**Extrait choisi:**
En 1993, sortent en France de manière aléatoire quatre films réalisés par John Woo : A toute épreuve (1992) ouvre le bal, suivie rapidement du Syndicat du crime 1 (1986) et Syndicat du crime 2 (1987) et pour finir avec Une Balle dans la tête (1990). Très vite, les films de John Woo trouvent un écho incroyable dans la presse, y compris les magazines aux choix rédactionnels plus standard (Première et Studios) dressant par la même occasion des portraits incroyablement élogieux. Du jour au lendemain, John Woo passe du rang de cinéastes invisibles à celui de cinéastes cultes. Bien entendu, on peut se demander ce qui a pu pousser les distributeurs à sortir les films de John Woo dans l'hexagone alors que tout accès semblait compromis pour les films de Hong Kong.
En fait, ils existeraient deux raisons, tout à fait plausibles qui expliqueraient ce soudain intérêt pour les films de John Woo. Jean Marc Lalanne, journaliste du Mensuel du Cinéma donne une première raison : "En trois mois, nous aurons donc découvert quatre films de John Woo. Que ce mini raz-de-marée vise à préparer la sortie mammouth de son premier film hollywoodien Hard Target, Chasse à l'homme (1993), avec Jean Claude Vandamne est plus que probable." Cela expliquerait l'intérêt soudain pour les films de John Woo. Sans son départ pour les Etats-Unis et la préparation de son premier film américain, ses films seraient certainement sortis en vidéo.

**Consigne:** Pouvez-vous donner la suite du texte sur la sortie des films de John Woo en France, à partir de sa dernière phrase ? Les lignes qui viennent ensuite forment un matériau distinct du texte sur la sortie des films de John Woo en France.

**Extrait des données:**
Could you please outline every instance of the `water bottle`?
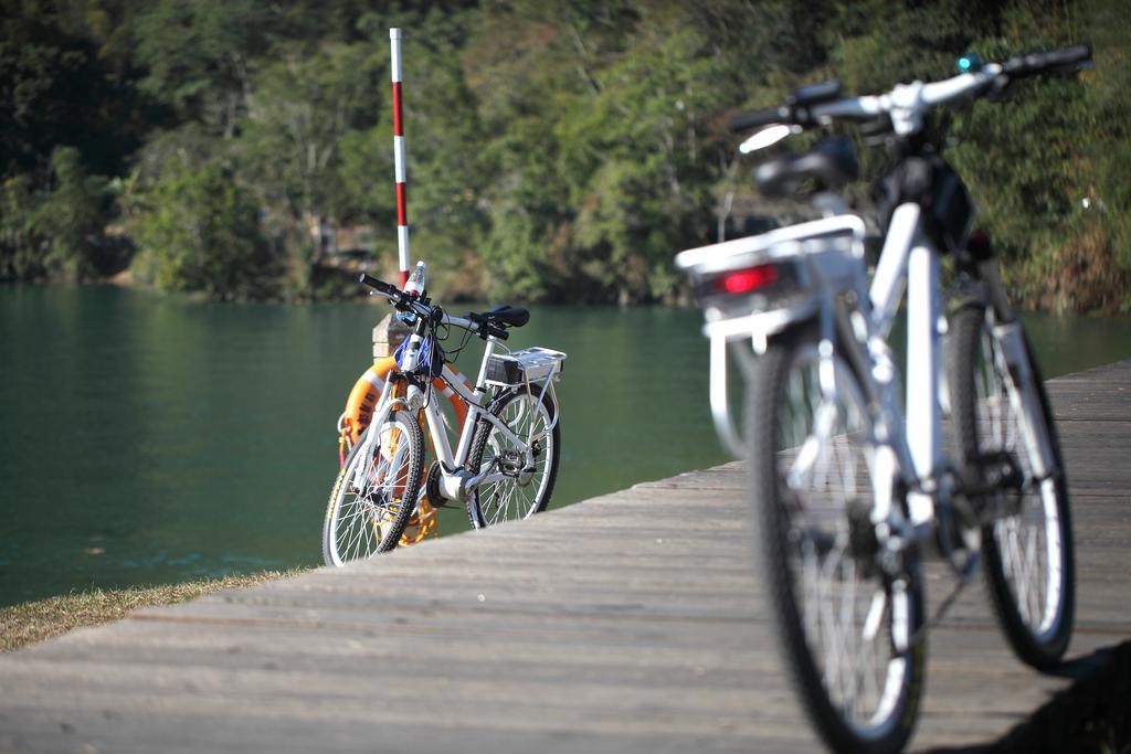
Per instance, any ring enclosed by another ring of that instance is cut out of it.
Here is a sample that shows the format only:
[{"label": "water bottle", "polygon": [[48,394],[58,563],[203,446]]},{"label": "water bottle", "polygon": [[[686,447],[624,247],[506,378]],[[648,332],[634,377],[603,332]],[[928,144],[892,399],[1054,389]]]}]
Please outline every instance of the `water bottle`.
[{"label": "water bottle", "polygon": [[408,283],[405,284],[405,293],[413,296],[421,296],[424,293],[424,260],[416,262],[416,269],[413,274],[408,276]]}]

--

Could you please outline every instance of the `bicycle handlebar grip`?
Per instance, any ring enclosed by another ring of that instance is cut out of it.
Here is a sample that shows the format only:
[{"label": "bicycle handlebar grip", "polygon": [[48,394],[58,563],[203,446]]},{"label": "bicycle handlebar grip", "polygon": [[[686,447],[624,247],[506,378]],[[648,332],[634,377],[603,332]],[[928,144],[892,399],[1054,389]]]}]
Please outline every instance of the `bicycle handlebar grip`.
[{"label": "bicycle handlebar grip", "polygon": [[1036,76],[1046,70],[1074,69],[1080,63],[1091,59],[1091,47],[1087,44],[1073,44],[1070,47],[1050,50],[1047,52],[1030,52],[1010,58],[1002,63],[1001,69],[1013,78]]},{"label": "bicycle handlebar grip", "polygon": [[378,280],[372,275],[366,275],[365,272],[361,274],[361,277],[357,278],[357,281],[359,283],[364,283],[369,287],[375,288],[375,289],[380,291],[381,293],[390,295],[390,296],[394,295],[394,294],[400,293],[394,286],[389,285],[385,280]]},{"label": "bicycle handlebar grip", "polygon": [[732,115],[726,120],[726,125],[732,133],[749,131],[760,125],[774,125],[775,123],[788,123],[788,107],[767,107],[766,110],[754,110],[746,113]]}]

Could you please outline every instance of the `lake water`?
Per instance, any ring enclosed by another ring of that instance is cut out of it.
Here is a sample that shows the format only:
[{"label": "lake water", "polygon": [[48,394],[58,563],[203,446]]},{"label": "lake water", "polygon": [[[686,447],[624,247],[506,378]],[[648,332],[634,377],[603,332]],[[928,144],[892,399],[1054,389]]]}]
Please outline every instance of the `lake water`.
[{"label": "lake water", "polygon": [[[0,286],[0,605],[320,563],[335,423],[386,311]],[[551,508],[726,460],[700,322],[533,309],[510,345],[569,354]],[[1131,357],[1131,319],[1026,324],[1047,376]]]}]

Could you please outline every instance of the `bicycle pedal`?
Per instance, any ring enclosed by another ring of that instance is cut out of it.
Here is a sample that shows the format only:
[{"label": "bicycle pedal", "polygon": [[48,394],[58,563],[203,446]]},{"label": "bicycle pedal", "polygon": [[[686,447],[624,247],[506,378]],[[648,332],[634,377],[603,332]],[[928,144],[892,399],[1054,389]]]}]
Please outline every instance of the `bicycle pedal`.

**Réponse:**
L'autre raison serait à prendre dans la stylisation particulière des derniers films de John Woo. Pour Léonard Haddad (HK Orient Extrême Cinéma, octobre 1997 N°4 Page76) "il semblerait que dés cette époque (avec la sortie de Once A Thief en 1991) John Woo ait envisagé très sérieusement son départ pour Hollywood et décidé de donner un tour moins spécifiquement chinois à ses films. Cela expliquerait le choix de tourner en France une bonne partie de 'Once A Thief et d'en faire un "caper movie "dans la lignée de La Main au collet de Alfred Hitchcock, un des films préférés des américains".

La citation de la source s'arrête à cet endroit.